• What to produce: Recast every line of the entries below as a Markdown table with the columns Row and Line, numbering the rows and skipping blank lines. Leave the pictures out of the table.

===

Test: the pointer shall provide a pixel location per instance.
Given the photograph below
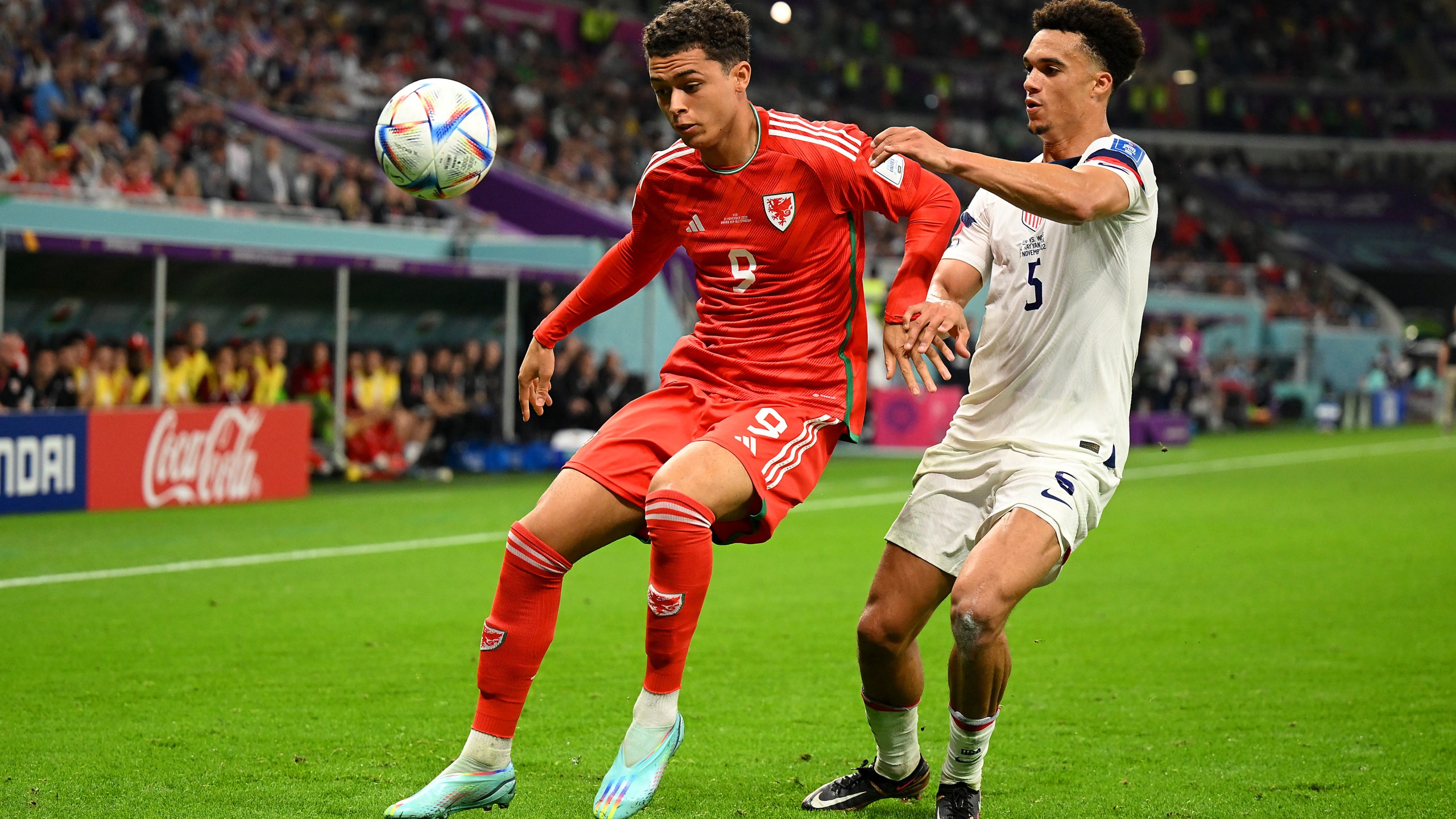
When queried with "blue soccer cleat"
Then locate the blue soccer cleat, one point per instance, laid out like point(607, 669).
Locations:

===

• Response to the task:
| Row | Line |
|---|---|
| 1 | Test: the pointer shall provide a pixel location per instance. |
| 2 | Given the photograph below |
| 3 | When queried with "blue soccer cleat" |
| 4 | Then locate the blue soccer cleat, one point per instance, laid out like point(607, 669). |
| 5 | Locations: |